**APPLY WHAT YOU READ**
(a) Rewrite the paragraph of the ELANA passage that begins "The ELANA technique is a subtle modification" as a short bulleted list that keeps its main facts.
(b) List every instrument or device that the ELANA passage mentions.
(c) Continue the ELANA passage from the point where it ends.

**EXTRACTED TEXT**
┌──

In neurosurgery, excimer laser assisted non-occlusive anastomosis (ELANA) is a technique use to create a bypass without interrupting the blood supply in the recipient blood vessels. This reduces the risk of stroke or a rupture of an aneurysm.

The ELANA technique is a subtle modification of other methods to establish a connection between blood vessels (anastomosis) to create a bypass in or to the brain. The differences involve how the recipient artery is opened. In conventional techniques, the recipient artery is temporarily interrupted (occluded with clips) and opened using microscissors or scalpel, while in the ELANA technique blood flow is not interrupted and the opening (arteriotomy) is created with radiation from a 308 nm excimer laser delivered through a catheter inserted in the vessel that will become the bypass while blood continues to flow through the artery that receives the bypass. This difference reduces the risk of ischemia to the regions supplied by the artery receiving the bypass. The technique is most valuable in neurosurgery, as brain cells are particularly sensitive to the lack of blood supply (ischemia), including those created by older methods of bypass. Bypasses created with the help of the ELANA can be to major arteries in the brain, including extracranial to intracranial bypass, or between two arteries in the brain (intracranial to intracranial).

└──

Point localization data
┌──

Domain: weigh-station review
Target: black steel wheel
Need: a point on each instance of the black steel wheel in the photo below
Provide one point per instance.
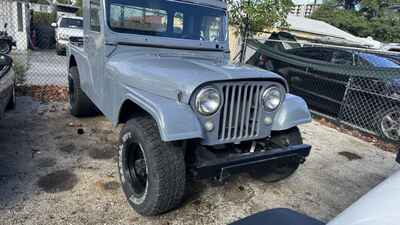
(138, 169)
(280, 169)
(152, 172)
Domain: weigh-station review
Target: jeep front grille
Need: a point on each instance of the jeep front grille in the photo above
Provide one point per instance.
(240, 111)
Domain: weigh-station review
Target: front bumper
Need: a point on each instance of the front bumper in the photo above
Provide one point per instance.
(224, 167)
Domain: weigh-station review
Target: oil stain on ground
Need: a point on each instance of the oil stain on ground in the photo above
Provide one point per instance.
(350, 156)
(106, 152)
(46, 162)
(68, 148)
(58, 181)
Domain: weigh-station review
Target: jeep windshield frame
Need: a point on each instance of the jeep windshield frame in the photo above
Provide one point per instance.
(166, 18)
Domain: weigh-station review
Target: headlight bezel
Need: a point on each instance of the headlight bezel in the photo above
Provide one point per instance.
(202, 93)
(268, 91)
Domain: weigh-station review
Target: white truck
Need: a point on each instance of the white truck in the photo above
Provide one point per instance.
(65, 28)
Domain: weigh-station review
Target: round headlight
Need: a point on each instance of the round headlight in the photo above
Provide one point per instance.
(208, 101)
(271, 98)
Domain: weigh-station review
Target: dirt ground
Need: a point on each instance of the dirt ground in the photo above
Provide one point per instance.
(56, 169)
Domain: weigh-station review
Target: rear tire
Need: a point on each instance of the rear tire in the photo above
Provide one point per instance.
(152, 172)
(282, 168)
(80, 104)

└──
┌──

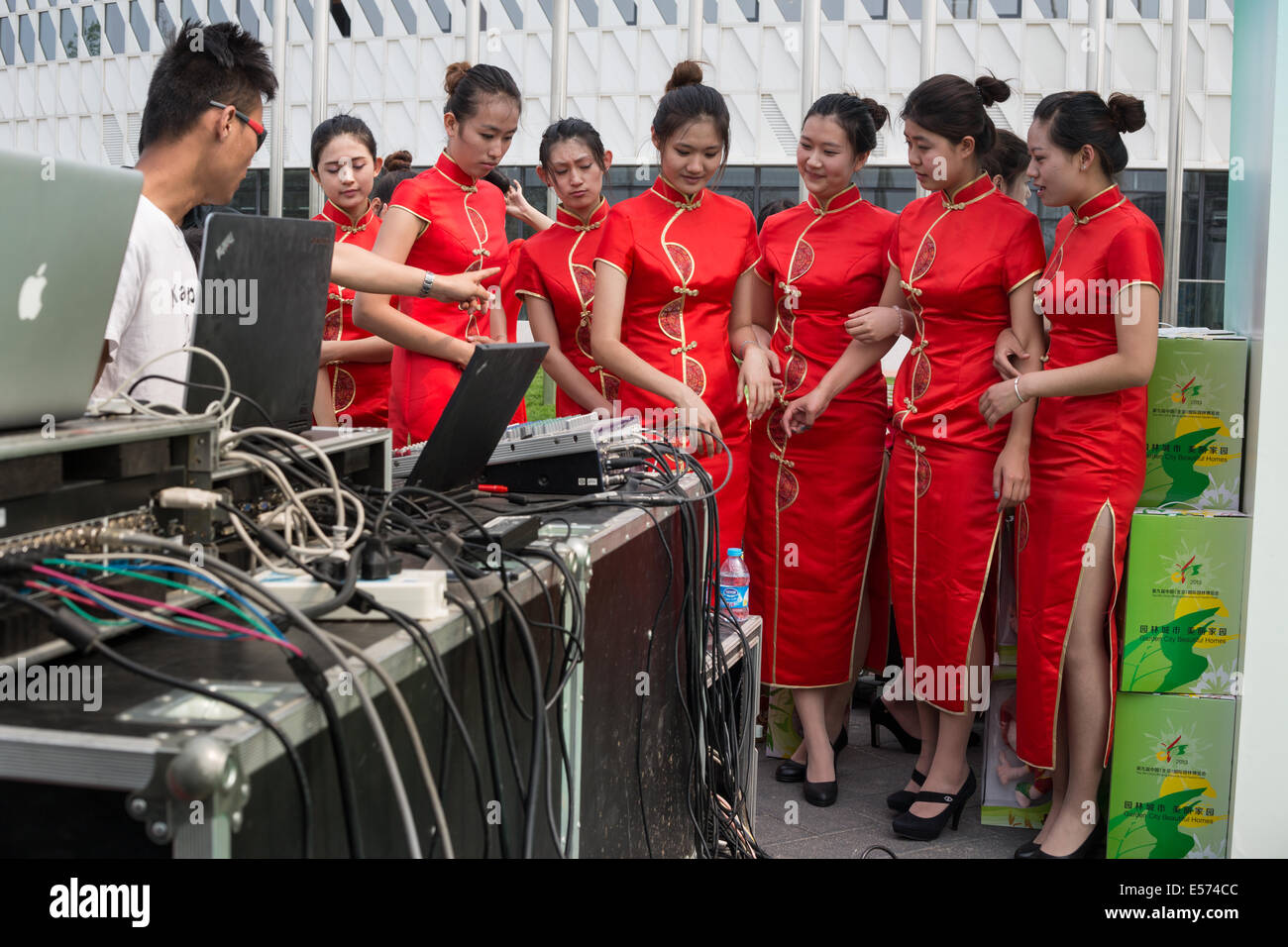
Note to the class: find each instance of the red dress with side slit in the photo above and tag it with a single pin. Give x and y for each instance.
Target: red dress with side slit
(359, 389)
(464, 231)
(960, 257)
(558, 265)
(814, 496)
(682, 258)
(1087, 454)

└──

**YOUR RESPONSES**
(a)
- ELANA is a modification of other anastomosis methods used to create a bypass in or to the brain.
- The difference is in how the recipient artery is opened.
- Conventional techniques temporarily occlude the recipient artery with clips and open it with microscissors or a scalpel.
- ELANA does not interrupt blood flow. It makes the opening (arteriotomy) with a 308 nm excimer laser delivered through a catheter in the vessel that will become the bypass.
- This reduces the risk of ischemia in the regions supplied by the recipient artery.
- The technique is most valuable in neurosurgery, because brain cells are especially sensitive to ischemia.
- ELANA bypasses can connect to major brain arteries (extracranial to intracranial) or join two brain arteries (intracranial to intracranial).

(b)
- Clips
- Microscissors
- Scalpel
- 308 nm excimer laser
- Catheter

(c)
Surgeons create these bypasses mainly as a step in the treatment of patients with unclippable and uncoilable giant aneurysms or tumors at the base of the skull or to treat patients at risk of stroke who can not otherwise be treated.

The ELANA technique has been extensively described in medical literature. It was developed starting in 1993 to find a way to treat patients with a bypass to a major cerebral artery without the risk of cerebral ischemia during the procedure. This technique has been reported by the general news media.